§ DA FARE: Estrai dalle righe qui sotto ogni riga che contiene la parola "jacket", tenendo conto di maiuscole e minuscole.
◆ ◆ ◆ ◆
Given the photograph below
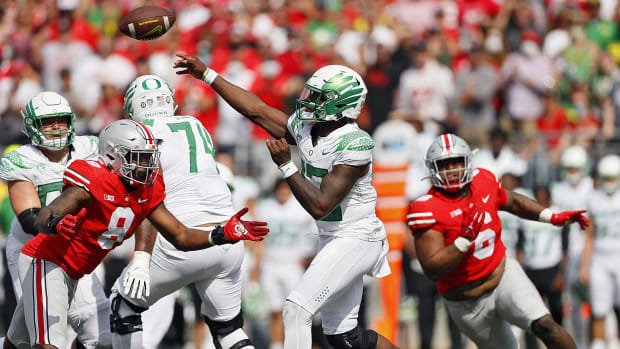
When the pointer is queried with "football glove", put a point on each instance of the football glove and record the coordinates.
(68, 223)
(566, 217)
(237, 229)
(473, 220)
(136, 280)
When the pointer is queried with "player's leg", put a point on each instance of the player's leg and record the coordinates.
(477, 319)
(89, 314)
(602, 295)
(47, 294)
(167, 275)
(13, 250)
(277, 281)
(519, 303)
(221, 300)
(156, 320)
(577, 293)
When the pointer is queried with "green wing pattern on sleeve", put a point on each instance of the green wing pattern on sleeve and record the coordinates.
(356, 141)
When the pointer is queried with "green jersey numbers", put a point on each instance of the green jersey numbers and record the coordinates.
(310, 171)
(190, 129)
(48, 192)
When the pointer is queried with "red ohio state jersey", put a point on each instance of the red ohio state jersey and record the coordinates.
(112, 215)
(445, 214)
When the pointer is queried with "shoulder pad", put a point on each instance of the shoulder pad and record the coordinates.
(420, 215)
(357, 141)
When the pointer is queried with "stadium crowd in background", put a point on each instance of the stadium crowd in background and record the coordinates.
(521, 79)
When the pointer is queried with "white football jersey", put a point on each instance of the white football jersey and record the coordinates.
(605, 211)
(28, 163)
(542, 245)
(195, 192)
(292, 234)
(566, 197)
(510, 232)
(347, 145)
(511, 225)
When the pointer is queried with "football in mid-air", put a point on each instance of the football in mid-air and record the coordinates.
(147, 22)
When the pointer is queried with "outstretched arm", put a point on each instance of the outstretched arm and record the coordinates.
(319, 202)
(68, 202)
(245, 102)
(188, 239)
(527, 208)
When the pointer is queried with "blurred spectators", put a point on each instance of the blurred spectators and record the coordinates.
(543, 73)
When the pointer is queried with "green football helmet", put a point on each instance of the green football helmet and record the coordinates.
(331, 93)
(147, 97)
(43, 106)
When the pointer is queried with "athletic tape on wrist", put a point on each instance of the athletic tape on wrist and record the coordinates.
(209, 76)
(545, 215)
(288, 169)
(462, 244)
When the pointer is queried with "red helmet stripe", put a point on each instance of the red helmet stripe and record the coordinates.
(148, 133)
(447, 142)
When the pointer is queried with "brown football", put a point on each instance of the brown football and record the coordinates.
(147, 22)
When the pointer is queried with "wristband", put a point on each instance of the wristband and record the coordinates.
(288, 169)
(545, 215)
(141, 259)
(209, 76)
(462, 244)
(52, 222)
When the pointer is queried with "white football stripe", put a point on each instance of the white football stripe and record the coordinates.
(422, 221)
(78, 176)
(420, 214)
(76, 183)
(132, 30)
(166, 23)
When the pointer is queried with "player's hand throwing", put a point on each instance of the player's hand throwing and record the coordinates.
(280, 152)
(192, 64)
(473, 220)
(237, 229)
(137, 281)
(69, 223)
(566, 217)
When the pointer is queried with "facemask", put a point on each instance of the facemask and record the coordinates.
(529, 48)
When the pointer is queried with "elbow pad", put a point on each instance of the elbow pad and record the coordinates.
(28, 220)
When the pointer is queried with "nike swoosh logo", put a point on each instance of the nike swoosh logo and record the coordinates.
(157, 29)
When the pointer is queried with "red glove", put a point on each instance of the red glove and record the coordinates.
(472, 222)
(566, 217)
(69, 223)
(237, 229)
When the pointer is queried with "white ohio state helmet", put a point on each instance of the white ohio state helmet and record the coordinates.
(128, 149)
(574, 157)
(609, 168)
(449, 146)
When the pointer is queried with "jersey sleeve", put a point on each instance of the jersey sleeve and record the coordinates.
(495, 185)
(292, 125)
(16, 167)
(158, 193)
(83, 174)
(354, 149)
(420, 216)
◆ ◆ ◆ ◆
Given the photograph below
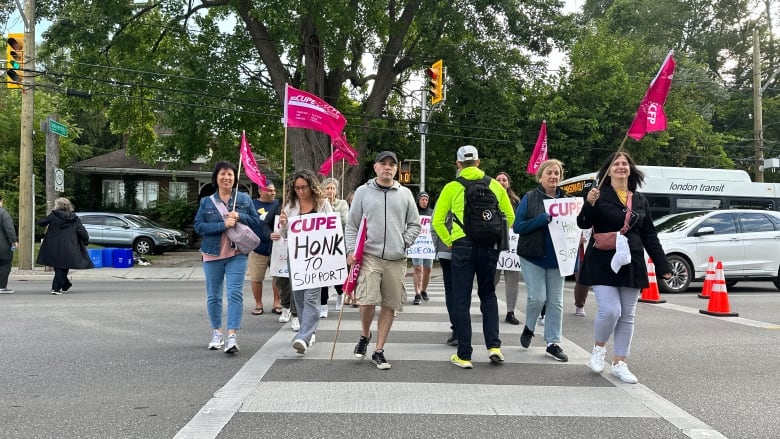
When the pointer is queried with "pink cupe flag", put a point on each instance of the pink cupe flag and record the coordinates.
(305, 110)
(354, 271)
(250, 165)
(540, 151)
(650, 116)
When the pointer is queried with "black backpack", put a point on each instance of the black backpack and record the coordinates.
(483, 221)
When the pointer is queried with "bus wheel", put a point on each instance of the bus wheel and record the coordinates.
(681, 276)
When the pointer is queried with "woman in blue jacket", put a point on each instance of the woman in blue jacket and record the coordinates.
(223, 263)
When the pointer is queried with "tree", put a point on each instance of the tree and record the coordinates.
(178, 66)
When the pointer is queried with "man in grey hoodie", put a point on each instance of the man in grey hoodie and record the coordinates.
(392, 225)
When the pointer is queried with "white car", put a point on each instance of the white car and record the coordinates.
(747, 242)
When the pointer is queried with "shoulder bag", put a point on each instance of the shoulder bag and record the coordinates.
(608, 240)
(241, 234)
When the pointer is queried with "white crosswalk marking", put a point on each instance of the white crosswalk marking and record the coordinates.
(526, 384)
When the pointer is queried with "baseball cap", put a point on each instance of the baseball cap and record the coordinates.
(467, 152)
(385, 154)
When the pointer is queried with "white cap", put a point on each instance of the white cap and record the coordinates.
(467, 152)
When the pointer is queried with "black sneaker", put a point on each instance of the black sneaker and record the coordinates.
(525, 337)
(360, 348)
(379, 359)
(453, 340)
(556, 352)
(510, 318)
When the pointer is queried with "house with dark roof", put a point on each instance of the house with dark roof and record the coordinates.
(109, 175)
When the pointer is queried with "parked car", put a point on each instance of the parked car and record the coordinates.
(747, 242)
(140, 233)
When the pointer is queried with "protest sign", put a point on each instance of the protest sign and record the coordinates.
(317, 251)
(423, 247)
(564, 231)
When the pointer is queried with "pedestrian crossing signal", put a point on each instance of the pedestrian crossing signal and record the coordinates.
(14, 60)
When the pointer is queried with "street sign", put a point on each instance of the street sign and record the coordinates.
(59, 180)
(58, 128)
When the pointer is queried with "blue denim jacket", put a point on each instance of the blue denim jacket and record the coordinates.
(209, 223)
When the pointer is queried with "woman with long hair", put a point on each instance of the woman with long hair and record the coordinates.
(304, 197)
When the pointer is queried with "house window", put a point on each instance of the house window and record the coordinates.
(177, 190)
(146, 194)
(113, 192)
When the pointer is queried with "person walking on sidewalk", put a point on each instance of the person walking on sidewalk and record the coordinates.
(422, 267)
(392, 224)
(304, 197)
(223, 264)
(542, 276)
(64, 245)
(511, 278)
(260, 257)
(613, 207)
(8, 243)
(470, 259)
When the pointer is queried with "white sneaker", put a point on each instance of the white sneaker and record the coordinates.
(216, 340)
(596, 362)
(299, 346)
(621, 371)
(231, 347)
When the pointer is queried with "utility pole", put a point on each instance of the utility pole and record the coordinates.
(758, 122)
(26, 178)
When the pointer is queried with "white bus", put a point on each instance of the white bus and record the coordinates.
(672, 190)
◆ ◆ ◆ ◆
§ RISULTATO ATTESO:
When the pointer is queried with "woman in blue jacket", put a point on each instance of the woman in blue jacket and record the coordinates.
When the pointer is queried with "blue denim jacket", put a point on each instance of the blue denim jacket and record the coordinates.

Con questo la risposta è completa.